#### Aim
Copy the lines verbatim, beginning with the line that contains "Where can the window" and continuing through the end of the data, and only those lines.

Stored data
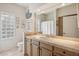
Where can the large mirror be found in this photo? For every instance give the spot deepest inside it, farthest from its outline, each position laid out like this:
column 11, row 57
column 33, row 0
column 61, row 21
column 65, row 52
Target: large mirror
column 64, row 24
column 67, row 21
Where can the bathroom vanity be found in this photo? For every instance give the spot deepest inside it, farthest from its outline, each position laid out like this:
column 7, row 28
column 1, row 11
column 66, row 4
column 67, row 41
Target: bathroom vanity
column 51, row 46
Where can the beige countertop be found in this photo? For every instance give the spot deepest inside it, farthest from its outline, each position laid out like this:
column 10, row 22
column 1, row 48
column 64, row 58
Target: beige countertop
column 63, row 42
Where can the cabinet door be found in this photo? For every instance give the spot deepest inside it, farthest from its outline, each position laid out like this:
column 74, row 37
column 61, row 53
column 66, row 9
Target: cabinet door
column 45, row 52
column 35, row 50
column 28, row 47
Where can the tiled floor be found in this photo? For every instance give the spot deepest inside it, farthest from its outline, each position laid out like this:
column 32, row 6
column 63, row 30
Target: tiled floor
column 12, row 52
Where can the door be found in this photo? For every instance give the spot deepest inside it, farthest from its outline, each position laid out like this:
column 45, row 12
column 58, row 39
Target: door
column 45, row 52
column 35, row 50
column 28, row 47
column 70, row 26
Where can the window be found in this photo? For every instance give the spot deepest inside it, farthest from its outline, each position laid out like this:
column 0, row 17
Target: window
column 7, row 26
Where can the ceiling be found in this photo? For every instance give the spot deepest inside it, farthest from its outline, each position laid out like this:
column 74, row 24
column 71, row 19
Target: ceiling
column 32, row 6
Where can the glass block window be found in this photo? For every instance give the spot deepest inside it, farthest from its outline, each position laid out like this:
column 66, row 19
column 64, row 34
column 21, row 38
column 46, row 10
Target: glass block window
column 7, row 26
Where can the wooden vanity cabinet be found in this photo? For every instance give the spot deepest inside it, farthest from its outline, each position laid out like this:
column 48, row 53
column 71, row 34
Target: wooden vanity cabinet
column 35, row 48
column 27, row 43
column 63, row 52
column 46, row 49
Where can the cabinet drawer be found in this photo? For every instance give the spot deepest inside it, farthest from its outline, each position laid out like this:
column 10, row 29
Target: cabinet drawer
column 64, row 52
column 47, row 46
column 57, row 54
column 35, row 42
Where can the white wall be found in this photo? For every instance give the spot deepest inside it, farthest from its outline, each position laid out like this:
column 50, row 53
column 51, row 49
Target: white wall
column 20, row 13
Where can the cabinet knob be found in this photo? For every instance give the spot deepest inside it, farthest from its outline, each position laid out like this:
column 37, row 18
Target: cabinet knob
column 64, row 52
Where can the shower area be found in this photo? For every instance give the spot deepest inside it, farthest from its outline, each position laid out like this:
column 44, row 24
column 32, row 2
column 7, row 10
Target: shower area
column 8, row 33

#### The solution
Where can the window be found in this photo? For every instance give the spot deepest inside it, farthest from its outline, each position laid out like this:
column 0, row 17
Target: window
column 7, row 26
Where can the ceiling be found in this photo? For every instance give the spot deepest inside it, farthest from its outline, each position laid out like this:
column 74, row 24
column 71, row 19
Target: ceiling
column 32, row 6
Where can the glass block window be found in this photo? For every instance give the spot deepest inside it, farthest from its outline, each position laid out like this:
column 66, row 19
column 64, row 34
column 21, row 38
column 46, row 10
Target: glass block window
column 7, row 26
Where can the wooden vanity cabinet be found in this photo? For every instance give the spot deepest inside it, farthest from its outline, each position laid out like this:
column 48, row 53
column 71, row 34
Target: wooden vanity cabinet
column 35, row 48
column 27, row 43
column 63, row 52
column 46, row 49
Where can the cabinet drawer be found in this photo? For every instance give the spot deepest inside it, farthest from its outline, each position laid out like this:
column 10, row 29
Target: cabinet drawer
column 64, row 52
column 47, row 46
column 57, row 54
column 35, row 42
Where can the white wall be found in this photo? For every instance give the spot deepest inside it, farthest from its outline, each position laid out like this:
column 50, row 53
column 51, row 49
Target: white wall
column 20, row 13
Where can the cabinet knob be found in this photo? For every instance give the spot deepest inside it, farthest from its outline, each position laid out like this:
column 37, row 18
Target: cabinet knob
column 64, row 52
Where can the shower area be found in this photo? For every instance give the spot deepest inside it, farthest from its outline, each position laid out like this:
column 44, row 24
column 32, row 2
column 7, row 10
Target: shower area
column 8, row 33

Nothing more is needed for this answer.